• EXTRACTED TEXT:
+++++

Earth is not the only planet in our solar system with dynamic weather patterns. All eight planets have unique atmospheric activities. New evidence observed on Mars shows intense snowstorms forming during the Martian night.


Because Mars has 99% less atmosphere than Earth, its temperature differences are much more pronounced. Semi-diurnal atmospheric tides cause the Martian atmosphere to experience temperatures shifts of up to 58 degrees Fahrenheit. Atmospheric tides are caused by heating from the Sun and cooling at night. Recent observations, however, reveal how atmospheric tides cause violent nighttime snowstorms on Mars. As the atmosphere cools, water-ice particles in the upper atmosphere freeze and begin falling toward the surface as ice pellets. This creates violent blasts of winds known as microbursts, which also occur on Earth. Water vapor in the Martian atmosphere was previously thought to be too sparse to enable accumulating precipitation. Any snow that happened to reach the surface was assumed due to gravity. According to Armin Kleinboehl at NASA’s Jet Propulsion Laboratories, however, Mars has more water vapor in its upper atmosphere than Earth does in its upper atmosphere. This allows for more heat to be trapped and more precipitation to form.

Planetary scientist Aymeric Spiga of the Université Pierre et Marie Curie in Paris, whose team discovered the snowstorms, ran simulations based on decades of observational data returned from the Mars Reconnaissance Orbiter and Mars Global Surveyor. “It’s the first time anyone has shown that snowstorms, or water-ice microbursts, occur presently on Mars,” Spiga said. The closer to the ground the cloud, the more intense the precipitation and wind, and the more likely the snow is to reach the surface, Spiga explained.

+++++

• YOUR TASKS:
[1] Answer these questions from the Mars snowstorm text:
(a) How large are the temperature shifts that semi-diurnal atmospheric tides cause in the Martian atmosphere?
(b) According to Armin Kleinboehl, how does the water vapor in Mars's upper atmosphere compare with that in Earth's upper atmosphere?
(c) Which two spacecraft returned the observational data behind Spiga's simulations?
[2] Resume the text on Martian nighttime snowstorms from its last sentence and keep writing.
The material that comes after this text is not needed here.

• MATERIAL PROVIDED:
+++++

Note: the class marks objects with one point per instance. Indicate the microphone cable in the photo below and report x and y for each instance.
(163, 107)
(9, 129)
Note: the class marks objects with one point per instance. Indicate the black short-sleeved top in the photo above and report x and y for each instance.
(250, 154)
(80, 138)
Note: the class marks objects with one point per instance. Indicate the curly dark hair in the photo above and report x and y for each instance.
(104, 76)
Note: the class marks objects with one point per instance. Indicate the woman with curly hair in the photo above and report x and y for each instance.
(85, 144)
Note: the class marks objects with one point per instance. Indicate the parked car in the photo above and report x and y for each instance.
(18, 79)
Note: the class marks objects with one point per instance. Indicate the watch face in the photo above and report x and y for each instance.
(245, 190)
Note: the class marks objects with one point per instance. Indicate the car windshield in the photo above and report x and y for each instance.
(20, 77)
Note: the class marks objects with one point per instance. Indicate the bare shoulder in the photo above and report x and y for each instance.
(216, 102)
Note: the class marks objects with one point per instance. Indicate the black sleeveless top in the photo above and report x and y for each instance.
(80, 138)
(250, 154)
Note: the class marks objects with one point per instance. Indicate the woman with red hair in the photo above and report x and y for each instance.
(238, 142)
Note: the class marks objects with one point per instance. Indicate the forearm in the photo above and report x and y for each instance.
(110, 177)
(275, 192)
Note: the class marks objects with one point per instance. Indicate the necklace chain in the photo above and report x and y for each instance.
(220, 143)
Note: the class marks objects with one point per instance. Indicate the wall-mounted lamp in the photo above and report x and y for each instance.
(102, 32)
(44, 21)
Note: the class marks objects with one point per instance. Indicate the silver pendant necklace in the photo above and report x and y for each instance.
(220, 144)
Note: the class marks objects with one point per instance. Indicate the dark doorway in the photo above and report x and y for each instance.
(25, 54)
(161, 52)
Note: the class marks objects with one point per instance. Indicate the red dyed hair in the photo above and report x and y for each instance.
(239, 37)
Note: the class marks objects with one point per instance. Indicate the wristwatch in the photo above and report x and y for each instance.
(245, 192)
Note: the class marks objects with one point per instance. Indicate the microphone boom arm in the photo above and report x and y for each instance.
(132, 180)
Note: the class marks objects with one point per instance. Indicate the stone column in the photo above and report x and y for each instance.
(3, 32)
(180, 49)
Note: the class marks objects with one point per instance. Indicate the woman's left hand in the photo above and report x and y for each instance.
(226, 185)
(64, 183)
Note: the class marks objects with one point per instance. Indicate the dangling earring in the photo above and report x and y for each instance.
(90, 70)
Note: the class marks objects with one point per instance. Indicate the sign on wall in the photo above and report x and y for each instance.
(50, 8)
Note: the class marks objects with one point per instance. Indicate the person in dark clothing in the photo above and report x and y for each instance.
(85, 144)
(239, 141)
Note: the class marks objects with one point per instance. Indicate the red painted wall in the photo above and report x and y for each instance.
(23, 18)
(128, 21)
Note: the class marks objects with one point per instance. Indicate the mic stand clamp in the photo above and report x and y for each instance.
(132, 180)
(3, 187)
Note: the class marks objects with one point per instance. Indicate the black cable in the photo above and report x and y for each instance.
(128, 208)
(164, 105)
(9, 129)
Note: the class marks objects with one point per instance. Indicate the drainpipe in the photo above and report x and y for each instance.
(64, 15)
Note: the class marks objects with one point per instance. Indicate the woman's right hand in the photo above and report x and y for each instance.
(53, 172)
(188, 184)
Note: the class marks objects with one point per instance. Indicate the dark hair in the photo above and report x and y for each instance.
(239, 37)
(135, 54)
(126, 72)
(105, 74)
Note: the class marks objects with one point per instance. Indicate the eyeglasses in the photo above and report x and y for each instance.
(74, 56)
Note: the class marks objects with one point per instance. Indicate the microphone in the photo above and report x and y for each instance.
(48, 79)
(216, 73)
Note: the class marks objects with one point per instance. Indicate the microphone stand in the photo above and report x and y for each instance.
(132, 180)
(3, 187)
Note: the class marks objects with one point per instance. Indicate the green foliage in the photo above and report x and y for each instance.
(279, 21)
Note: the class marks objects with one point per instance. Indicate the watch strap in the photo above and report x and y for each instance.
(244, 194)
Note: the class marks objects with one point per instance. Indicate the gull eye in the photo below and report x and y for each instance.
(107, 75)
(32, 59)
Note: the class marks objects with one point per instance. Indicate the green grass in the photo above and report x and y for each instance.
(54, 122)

+++++

• RESPONSES TO THE EXERCISE:
[1]
(a) Up to 58 degrees Fahrenheit.
(b) Mars has more water vapor in its upper atmosphere than Earth does in its upper atmosphere.
(c) The Mars Reconnaissance Orbiter and the Mars Global Surveyor.

[2]
In 2008, NASA’s Phoenix lander observed light snowflakes emanating from thin, wispy clouds in the Martian atmosphere. These clouds, referred to as virga streaks, are present in Earth’s upper atmosphere as well. Like Earth’s cirrus clouds, Martian virga streaks are precipitation from clouds that fail to reach the planet’s surface before evaporating or sublimating, a process in which frozen material is quickly heated into a gas. Based on the team’s simulations, Spiga concluded that the atmospheric tides on Mars are strong enough to cause snow to fall hundreds of times faster than was observed by Phoenix.

Carbon dioxide snow was also observed by the Mars Reconnaissance Orbiter in 2012. These findings will help scientists understand the Martian water cycle, and will have implications for future exploratory missions and human settlements on Mars.